- _TASK DETAILS_
Can you reproduce the material below with "green leaf" swapped for "yellow leaf" throughout and nothing else changed?

- _SUPPLIED RECORDS_

------------------------------

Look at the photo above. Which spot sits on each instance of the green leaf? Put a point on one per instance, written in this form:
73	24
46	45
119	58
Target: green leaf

------------------------------

- _COMPLETE ANSWER_
Look at the photo above. Which spot sits on each instance of the yellow leaf? Put a point on one per instance, written in this form:
73	24
46	45
119	58
Target: yellow leaf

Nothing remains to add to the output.